> [What to work on] Scan the listing below and copy each line holding the word "instance".

--- Data supplied ---

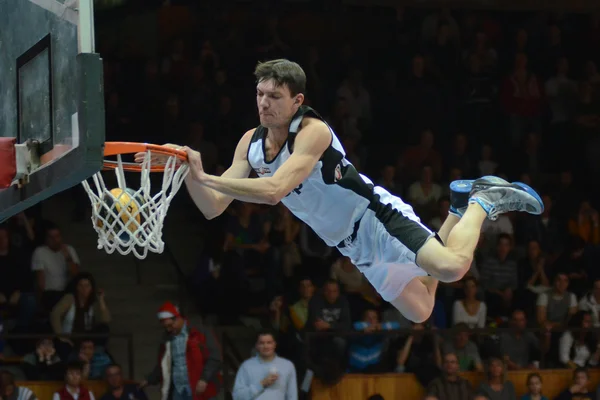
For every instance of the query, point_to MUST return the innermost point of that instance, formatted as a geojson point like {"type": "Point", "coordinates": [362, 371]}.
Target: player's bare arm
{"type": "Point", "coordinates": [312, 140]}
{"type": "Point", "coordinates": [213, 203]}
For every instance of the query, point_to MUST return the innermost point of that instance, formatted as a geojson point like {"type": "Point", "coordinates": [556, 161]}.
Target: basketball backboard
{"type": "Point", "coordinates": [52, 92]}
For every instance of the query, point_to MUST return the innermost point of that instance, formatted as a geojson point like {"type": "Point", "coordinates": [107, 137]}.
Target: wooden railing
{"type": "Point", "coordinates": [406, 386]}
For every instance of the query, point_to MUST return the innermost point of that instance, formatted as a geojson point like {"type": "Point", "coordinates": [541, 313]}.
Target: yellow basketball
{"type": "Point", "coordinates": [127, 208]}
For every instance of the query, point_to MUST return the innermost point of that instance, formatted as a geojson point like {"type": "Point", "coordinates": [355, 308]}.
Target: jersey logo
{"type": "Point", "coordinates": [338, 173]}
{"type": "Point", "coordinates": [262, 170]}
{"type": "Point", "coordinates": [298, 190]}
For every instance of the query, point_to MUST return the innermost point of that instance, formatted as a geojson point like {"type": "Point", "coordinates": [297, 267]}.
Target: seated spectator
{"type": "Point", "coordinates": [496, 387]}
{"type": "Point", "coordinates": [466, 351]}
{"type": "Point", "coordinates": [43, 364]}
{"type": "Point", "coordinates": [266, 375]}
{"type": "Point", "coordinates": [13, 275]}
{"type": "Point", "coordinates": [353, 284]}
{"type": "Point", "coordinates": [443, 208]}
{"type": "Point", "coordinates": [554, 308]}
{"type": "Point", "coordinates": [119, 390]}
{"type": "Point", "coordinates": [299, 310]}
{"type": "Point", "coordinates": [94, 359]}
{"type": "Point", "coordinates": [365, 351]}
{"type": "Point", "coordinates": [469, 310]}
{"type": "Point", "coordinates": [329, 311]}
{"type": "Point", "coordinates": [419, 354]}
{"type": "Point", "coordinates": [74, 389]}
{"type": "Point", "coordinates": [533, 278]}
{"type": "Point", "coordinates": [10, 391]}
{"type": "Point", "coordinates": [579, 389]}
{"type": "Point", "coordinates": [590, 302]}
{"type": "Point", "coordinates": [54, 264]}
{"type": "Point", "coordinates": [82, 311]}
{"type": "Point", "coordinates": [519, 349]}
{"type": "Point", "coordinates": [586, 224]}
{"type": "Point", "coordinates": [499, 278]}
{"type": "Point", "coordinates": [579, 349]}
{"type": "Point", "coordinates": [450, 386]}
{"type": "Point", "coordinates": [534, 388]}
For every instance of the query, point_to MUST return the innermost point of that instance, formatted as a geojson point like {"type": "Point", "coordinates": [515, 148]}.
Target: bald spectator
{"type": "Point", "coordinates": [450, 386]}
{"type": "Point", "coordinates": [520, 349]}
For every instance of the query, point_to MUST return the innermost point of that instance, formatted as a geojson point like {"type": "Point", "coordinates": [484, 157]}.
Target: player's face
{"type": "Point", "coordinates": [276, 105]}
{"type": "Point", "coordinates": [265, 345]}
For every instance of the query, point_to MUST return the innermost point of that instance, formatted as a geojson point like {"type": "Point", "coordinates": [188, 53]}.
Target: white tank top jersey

---

> [Answer box]
For every instance of the query, point_to MUST return the innermost point of that instance, formatted as a geojson point like {"type": "Point", "coordinates": [362, 371]}.
For every instance of the query, point_to MUST return the innermost point of that instance, formatted as a geojson point like {"type": "Point", "coordinates": [556, 161]}.
For every instance of the query, point_to MUST return the innermost point of that instance, formatted as a geojson point like {"type": "Point", "coordinates": [107, 137]}.
For every instance of the query, point_to MUST return the innermost point of that instance, formatted as a geojson point like {"type": "Point", "coordinates": [541, 313]}.
For every instance of the query, point_to MUST return the innermost point of that instance, formatted as a geojson point like {"type": "Point", "coordinates": [355, 308]}.
For every instance of the query, point_to MUST return the innermost point of that instance, formatted as a geojson point like {"type": "Point", "coordinates": [297, 267]}.
For every instance of the query, point_to MUST return the innermost point of that instance, formatted as a geojson point like {"type": "Point", "coordinates": [515, 148]}.
For every instance of the query, point_to MUST return the innermost point of that instance, formatted as a geojson point like {"type": "Point", "coordinates": [484, 157]}.
For every instance of the query, point_to MUST return the innermost point of that instance, formatted as a geojson point like {"type": "Point", "coordinates": [188, 53]}.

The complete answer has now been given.